2018/12/27 22:50:07 DEBUG : FILE.mkv: Couldn't find file - need to transfer
2018/12/28 00:00:38 INFO  : FILE.mkv: Copied (new)
2018/12/28 00:00:38 INFO  : 
Transferred:   	   28.754G / 28.754 GBytes, 100%, 6.958 MBytes/s, ETA 0s
Errors:                 0
Checks:                 0 / 0, -
Transferred:            1 / 1, 100%
Elapsed time:  1h10m31.8s

2018/12/28 00:00:38 DEBUG : 4 go routines active
2018/12/28 00:00:38 DEBUG : rclone: Version "v1.45" finishing with parameters ["rclone" "copy" "/mnt/syno/FILE.mkv" "yandex-crypt:syno" "--stats" "1s" "--progress" "--max-backlog" "50000" "--timeout" "300m" "--log-file=/home/user1/rclone-logs/rclone-backup.log" "--log-level" "DEBUG"]

The only problem with this transfer is that before at was actually finished rclone displayed its status like that:

* syno/FILE.mkv: 100% /28.754G, 0/s -

for almost 40 minutes


#4

This part of the error will definitely be improved by increasing --timeout

rclone is waiting for Yandex to respond that the file has been uploaded.

:::

§ **WRITTEN TASK 1**
Retype everything in the rclone upload thread from "The only problem" down to "has been uploaded.".
§ **WRITTEN TASK 2**
Extend the rclone upload thread, picking up right after its last sentence.

(Contour annotation records)
:::

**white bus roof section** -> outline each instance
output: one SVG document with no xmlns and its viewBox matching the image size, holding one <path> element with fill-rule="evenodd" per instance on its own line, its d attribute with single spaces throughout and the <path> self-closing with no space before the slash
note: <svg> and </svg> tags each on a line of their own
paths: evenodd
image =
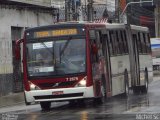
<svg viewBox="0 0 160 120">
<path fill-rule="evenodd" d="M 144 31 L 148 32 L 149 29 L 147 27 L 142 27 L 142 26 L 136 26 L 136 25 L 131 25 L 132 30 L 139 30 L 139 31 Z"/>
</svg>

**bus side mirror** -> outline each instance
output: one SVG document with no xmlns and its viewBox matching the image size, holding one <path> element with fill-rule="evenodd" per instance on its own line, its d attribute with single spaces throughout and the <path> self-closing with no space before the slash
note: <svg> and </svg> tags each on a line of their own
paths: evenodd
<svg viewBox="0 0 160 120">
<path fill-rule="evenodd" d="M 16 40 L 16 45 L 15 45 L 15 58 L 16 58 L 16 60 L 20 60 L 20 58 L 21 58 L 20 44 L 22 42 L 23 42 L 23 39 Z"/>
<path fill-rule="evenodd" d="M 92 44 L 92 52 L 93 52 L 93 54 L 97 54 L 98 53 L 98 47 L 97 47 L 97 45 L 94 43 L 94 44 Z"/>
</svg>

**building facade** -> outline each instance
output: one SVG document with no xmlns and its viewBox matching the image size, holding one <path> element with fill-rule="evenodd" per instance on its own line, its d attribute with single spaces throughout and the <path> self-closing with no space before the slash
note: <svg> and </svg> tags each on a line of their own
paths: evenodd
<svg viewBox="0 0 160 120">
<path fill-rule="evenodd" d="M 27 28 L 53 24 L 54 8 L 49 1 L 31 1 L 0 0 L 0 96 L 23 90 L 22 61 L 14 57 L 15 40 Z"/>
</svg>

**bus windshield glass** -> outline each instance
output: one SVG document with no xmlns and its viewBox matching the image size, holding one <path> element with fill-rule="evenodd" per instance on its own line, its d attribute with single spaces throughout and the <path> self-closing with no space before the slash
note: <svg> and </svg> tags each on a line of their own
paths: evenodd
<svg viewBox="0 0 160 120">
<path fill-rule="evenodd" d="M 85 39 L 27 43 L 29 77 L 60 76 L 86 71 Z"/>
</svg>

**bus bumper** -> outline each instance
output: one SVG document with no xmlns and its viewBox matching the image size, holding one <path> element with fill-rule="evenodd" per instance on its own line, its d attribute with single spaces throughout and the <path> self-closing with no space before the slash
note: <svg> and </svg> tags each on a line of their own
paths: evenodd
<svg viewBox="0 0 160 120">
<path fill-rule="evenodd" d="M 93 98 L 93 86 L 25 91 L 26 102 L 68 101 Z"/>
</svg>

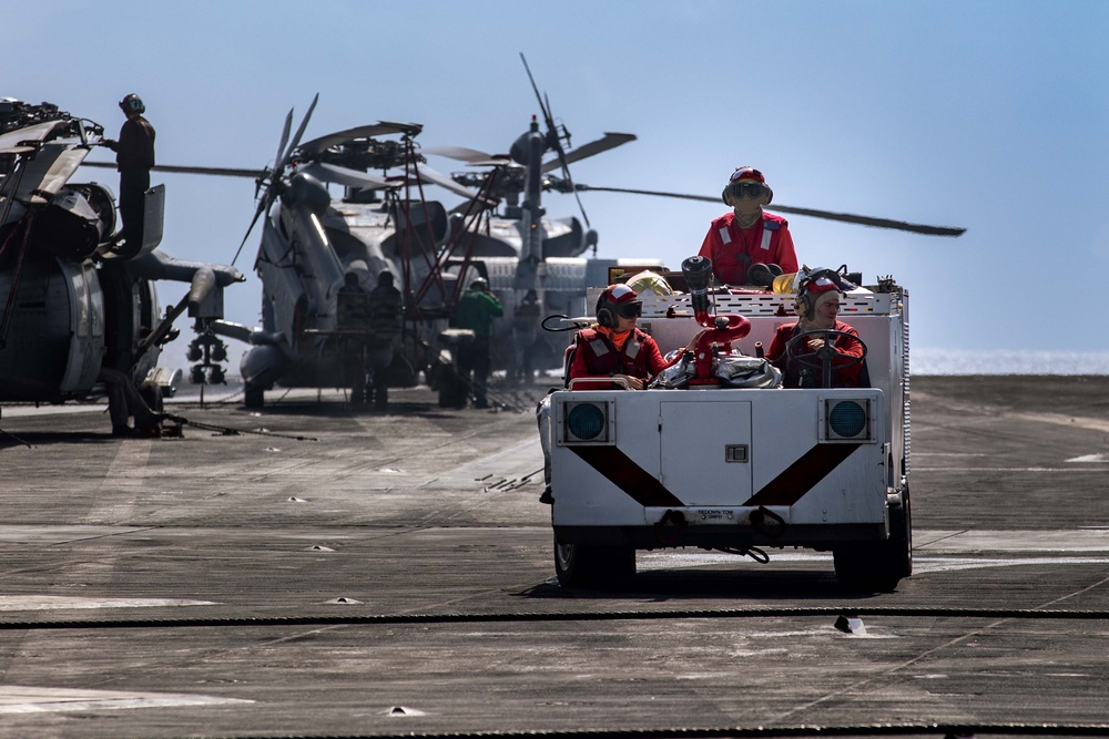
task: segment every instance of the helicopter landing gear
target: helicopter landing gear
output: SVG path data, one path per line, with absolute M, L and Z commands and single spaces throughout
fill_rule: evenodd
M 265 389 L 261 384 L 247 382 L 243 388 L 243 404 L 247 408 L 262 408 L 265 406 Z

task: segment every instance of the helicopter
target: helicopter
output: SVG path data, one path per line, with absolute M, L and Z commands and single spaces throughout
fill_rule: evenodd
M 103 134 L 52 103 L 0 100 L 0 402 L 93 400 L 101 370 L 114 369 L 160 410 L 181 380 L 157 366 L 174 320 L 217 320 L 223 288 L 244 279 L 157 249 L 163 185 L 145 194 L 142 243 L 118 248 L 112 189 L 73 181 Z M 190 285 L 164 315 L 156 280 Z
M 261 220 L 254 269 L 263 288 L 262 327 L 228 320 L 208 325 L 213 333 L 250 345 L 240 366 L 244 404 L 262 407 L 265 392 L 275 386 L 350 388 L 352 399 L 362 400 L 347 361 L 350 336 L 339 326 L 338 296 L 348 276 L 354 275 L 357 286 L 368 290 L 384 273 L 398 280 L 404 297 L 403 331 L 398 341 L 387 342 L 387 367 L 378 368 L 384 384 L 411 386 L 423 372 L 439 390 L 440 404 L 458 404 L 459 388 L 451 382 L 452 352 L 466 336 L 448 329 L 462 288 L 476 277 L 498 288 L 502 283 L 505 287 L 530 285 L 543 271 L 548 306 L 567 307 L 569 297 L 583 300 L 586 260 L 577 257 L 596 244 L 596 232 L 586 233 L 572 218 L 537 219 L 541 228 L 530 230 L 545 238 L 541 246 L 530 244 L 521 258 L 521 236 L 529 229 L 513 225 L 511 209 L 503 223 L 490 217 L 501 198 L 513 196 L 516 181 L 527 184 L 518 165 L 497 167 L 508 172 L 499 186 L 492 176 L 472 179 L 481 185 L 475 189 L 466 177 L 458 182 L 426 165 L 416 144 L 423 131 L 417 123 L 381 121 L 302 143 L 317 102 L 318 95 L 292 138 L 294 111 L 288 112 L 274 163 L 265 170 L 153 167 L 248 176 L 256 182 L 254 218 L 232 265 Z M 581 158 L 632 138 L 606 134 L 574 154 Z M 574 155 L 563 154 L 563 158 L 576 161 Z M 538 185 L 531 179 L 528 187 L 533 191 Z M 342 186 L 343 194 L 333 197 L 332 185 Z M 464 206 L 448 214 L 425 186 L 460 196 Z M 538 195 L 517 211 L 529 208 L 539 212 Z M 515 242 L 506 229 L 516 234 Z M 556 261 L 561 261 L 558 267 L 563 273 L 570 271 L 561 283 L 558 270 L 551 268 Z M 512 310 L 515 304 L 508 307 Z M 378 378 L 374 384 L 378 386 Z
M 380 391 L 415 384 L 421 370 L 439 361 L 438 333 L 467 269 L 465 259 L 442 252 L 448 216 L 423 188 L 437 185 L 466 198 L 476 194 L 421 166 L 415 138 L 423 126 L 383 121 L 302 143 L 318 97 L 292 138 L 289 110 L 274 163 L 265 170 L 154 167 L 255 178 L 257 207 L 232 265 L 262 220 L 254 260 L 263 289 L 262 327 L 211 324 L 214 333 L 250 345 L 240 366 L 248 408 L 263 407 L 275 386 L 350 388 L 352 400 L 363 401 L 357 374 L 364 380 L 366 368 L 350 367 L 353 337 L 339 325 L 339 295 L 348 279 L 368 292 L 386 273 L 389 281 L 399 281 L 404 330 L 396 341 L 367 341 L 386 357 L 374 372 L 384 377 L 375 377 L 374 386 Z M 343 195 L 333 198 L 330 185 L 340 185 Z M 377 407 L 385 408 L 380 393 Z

:::

§ **EXERCISE OUTPUT 1**
The only problem with this transfer is that before at was actually finished rclone displayed its status like that:

* syno/FILE.mkv: 100% /28.754G, 0/s -

for almost 40 minutes


#4

This part of the error will definitely be improved by increasing --timeout

rclone is waiting for Yandex to respond that the file has been uploaded.

§ **EXERCISE OUTPUT 2**
Yandex is probably calculating the MD5SUM at that point - that is exactly what Amazon Drive does and it has the same long pause at the end.

That is probably just Yandex being overloaded - rclone will try again.

I think I answered that above

Hmm, yes it could be considered a bug definitely. Or at very least there should be a note in the documentation.

Do you fancy submitting a patch to the yandex docs explaining that timeout might need to be raised?

It will mean that rclone will not notice if a connection goes bad for longer - that is all.


#5

Thanks a lot for the answers! I don’t mind to submit a patch, but I’m not really sure what that means and how to do it :grinning:


#6

No worries!

I’ve added this to the docs using your numbers above to make a formula for a timeout I think should work.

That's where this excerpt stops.